WORK INSTRUCTION ▸
Please reproduce word for word the part of the passage on the bidding for National, starting at "In April 1979, the" and ending at "approximately $46 million.".

SELECTED EXTRACT ▸
A competing offer for control of National was submitted to the CAB by Pan Am, and National ultimately agreed to be acquired by Pan Am; these actions drove up the price of National's stock. The CAB gave TIA and Pan Am each permission to acquire up to 25% of National's shares, and the two companies acquired 45% of the shares in total. The management and directors of National, as a group, owned less than 5% of the outstanding shares. In December, Eastern Airlines also joined the bidding for National. TIA and Pan Am considered the bid a "ploy to block their own chances" of completing the deal, but Eastern chairman Frank Borman called the offer serious.

In April 1979, the United States Department of Justice and the United States Department of Transportation both announced opposition to a merger of Eastern and National on the grounds that the merger would be anti-competitive. In July, the CAB said it "would not stand in the way of airline mergers that appear to benefit the public". National accepted the Pan Am offer and did not submit TIA's offer to its shareholders, which rendered the TIA offer "effectively dead". TIA agreed to sell its shares in National to Pan Am, earning TIA a net profit on the merger attempt of approximately $46 million.

Natural-language descriptions of regions
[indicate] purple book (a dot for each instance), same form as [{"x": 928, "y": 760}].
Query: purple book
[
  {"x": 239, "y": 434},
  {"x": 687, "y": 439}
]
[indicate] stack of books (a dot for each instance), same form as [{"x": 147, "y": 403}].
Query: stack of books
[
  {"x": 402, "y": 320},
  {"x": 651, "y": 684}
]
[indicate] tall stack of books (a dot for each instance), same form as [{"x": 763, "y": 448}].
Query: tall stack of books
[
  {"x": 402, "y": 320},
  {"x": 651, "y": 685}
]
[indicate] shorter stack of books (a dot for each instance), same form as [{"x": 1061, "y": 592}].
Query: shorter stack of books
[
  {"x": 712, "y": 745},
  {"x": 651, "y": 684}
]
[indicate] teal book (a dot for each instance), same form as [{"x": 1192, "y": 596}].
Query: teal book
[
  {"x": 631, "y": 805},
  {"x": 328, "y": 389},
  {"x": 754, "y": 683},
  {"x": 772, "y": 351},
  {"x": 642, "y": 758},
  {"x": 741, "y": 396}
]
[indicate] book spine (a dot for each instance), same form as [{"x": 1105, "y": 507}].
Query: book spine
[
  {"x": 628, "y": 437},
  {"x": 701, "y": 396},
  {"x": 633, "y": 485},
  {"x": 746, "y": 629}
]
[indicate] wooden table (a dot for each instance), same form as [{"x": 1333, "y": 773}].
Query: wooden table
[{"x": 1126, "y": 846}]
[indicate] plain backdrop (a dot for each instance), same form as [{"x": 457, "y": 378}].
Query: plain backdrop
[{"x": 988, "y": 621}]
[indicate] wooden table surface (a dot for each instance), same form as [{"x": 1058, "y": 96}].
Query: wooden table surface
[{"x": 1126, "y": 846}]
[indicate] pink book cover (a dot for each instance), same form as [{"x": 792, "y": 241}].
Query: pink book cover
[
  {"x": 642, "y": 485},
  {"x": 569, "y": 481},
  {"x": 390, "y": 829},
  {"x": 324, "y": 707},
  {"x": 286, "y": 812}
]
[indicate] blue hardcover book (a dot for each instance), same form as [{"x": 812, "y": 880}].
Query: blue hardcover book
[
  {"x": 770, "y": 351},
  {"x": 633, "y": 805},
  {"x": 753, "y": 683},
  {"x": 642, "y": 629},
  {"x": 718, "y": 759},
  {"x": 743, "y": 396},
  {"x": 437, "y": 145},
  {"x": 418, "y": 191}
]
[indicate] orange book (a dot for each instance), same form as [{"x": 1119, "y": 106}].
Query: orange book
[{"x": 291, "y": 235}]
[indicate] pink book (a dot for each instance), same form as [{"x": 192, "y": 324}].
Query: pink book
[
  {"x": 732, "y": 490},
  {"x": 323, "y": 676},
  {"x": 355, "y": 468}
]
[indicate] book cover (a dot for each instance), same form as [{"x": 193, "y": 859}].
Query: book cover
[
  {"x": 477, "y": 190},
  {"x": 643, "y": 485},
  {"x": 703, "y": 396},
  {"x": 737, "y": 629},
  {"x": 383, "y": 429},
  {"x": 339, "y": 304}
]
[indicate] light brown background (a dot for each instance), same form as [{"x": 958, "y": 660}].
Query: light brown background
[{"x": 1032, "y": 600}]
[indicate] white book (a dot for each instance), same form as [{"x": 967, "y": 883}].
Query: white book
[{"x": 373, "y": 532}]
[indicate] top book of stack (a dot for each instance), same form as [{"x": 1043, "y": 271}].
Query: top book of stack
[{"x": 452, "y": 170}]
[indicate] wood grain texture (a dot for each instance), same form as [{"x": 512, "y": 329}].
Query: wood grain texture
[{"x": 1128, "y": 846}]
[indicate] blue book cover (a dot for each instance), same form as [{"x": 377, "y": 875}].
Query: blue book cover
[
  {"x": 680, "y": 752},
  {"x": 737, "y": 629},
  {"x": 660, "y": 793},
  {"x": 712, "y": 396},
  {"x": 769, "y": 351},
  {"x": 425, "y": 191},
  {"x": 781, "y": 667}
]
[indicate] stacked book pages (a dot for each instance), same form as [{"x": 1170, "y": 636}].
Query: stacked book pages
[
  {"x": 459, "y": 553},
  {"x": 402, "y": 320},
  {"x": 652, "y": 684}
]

---

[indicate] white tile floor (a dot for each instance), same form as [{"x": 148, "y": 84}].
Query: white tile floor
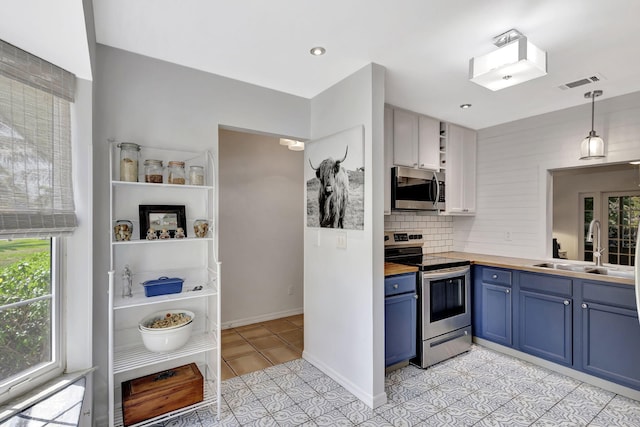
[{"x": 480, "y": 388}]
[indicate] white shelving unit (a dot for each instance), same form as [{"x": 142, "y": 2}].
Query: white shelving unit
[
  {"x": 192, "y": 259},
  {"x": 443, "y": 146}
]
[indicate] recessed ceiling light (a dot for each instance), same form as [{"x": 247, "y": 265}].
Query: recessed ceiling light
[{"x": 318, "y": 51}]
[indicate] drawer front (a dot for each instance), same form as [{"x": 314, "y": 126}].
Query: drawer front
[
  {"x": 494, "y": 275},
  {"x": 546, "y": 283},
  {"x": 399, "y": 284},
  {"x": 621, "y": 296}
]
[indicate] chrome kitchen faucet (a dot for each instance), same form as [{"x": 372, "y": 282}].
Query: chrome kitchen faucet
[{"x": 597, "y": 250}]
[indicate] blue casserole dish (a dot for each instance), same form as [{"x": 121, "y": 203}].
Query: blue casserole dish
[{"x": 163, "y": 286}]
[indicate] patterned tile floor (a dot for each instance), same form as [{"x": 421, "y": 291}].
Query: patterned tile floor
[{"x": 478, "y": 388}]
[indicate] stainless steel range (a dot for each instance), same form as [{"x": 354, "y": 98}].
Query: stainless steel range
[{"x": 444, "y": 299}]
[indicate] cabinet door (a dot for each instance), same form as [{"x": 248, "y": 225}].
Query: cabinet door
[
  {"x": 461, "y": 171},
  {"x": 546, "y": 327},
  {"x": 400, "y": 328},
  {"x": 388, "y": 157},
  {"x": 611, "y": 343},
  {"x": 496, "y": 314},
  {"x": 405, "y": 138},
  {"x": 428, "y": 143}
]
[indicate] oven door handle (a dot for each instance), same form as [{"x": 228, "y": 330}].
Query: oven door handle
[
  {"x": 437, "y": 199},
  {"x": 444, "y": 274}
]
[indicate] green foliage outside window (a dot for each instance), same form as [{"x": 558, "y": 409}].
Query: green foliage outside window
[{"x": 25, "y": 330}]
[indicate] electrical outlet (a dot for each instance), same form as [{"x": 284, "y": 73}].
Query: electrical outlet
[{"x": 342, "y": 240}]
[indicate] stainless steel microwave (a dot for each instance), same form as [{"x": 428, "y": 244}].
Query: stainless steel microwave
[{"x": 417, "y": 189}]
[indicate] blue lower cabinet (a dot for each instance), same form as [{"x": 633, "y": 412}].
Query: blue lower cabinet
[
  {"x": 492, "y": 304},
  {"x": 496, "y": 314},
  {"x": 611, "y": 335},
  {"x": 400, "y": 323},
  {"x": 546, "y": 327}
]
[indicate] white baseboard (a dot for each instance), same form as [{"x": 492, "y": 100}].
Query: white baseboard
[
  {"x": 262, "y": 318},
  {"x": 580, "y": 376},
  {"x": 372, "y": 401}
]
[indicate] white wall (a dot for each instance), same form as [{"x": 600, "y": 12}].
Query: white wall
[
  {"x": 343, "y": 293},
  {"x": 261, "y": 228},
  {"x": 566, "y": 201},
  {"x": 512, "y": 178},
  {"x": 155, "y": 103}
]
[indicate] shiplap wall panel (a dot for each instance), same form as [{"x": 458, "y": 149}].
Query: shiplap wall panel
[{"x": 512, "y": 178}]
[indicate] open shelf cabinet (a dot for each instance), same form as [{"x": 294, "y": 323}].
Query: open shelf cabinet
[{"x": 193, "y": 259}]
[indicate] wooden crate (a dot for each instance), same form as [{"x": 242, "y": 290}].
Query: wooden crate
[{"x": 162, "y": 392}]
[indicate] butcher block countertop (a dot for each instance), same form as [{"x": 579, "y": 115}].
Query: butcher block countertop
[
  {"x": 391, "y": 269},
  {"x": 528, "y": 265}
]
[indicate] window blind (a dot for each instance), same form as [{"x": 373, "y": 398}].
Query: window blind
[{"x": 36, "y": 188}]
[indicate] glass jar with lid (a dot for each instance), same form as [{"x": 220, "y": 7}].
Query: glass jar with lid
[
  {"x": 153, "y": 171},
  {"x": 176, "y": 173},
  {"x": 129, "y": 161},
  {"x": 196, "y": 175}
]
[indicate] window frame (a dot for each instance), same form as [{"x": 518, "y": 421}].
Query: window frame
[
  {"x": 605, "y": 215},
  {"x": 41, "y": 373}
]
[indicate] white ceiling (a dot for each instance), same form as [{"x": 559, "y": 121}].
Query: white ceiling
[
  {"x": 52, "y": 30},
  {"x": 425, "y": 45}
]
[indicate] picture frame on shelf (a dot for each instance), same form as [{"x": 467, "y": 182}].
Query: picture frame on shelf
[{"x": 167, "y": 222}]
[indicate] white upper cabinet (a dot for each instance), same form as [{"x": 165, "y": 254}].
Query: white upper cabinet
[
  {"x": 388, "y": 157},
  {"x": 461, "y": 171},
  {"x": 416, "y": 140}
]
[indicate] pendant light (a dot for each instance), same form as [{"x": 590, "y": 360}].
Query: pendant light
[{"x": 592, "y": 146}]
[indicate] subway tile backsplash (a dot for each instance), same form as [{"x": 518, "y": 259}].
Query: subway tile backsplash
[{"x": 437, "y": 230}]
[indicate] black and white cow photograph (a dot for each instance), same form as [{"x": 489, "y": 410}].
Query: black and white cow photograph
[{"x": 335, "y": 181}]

---

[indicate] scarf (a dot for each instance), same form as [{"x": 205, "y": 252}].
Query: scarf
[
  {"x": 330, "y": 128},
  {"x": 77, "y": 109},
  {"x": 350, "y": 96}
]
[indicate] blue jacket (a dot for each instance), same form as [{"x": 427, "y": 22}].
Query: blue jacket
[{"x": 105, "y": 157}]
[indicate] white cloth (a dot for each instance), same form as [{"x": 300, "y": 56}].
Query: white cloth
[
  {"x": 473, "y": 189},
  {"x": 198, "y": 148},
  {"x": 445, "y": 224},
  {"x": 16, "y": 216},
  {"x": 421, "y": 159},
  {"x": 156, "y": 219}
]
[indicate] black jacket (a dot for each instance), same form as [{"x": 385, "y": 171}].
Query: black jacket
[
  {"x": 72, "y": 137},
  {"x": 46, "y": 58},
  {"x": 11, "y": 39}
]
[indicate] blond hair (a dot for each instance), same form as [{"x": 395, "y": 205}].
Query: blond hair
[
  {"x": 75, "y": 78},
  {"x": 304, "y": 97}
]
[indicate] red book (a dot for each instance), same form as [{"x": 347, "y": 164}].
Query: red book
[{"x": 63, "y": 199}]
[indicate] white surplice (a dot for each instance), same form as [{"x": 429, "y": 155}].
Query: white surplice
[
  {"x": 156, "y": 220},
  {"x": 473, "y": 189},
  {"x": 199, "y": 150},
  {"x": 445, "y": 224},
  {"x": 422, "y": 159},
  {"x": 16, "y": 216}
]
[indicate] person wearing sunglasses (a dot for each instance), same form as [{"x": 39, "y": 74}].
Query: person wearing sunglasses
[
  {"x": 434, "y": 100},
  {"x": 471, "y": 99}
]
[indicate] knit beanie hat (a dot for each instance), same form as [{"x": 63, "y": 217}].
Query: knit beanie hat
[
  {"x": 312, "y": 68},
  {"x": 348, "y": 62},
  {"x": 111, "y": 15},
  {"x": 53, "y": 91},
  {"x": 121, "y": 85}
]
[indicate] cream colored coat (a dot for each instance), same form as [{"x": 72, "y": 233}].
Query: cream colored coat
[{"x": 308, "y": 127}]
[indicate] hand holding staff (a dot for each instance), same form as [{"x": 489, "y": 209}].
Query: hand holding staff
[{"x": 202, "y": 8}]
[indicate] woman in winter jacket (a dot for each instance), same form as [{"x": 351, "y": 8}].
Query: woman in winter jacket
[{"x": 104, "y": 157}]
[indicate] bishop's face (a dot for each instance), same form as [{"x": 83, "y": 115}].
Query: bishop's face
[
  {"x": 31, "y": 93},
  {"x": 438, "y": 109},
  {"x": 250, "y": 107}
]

WRITTEN SOLUTION ▸
In April 1979, the United States Department of Justice and the United States Department of Transportation both announced opposition to a merger of Eastern and National on the grounds that the merger would be anti-competitive. In July, the CAB said it "would not stand in the way of airline mergers that appear to benefit the public". National accepted the Pan Am offer and did not submit TIA's offer to its shareholders, which rendered the TIA offer "effectively dead". TIA agreed to sell its shares in National to Pan Am, earning TIA a net profit on the merger attempt of approximately $46 million.